### Task directions
Each line holding the word "query" must appear in the answer, copied from the entries.
Task data section start
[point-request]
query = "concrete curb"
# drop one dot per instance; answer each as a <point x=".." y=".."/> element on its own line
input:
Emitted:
Task data section end
Task data section start
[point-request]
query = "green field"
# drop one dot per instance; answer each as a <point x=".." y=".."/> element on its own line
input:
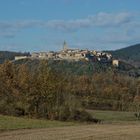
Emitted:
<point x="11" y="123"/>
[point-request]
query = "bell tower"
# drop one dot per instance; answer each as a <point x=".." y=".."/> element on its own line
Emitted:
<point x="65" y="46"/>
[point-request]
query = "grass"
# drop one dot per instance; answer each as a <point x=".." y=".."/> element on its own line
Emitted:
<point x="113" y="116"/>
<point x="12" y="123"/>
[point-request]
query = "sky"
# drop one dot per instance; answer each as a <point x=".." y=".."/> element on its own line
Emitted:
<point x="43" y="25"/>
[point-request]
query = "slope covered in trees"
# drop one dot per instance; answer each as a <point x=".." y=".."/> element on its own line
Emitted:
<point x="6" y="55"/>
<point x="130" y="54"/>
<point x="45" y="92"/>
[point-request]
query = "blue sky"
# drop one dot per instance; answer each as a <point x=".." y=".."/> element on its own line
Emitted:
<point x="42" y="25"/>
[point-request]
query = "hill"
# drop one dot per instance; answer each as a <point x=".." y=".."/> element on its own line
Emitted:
Task data section end
### Answer to the problem
query = "concrete curb"
query = "green field"
query = "bell tower"
query = "grass"
query = "sky"
query = "slope covered in trees"
query = "blue sky"
query = "hill"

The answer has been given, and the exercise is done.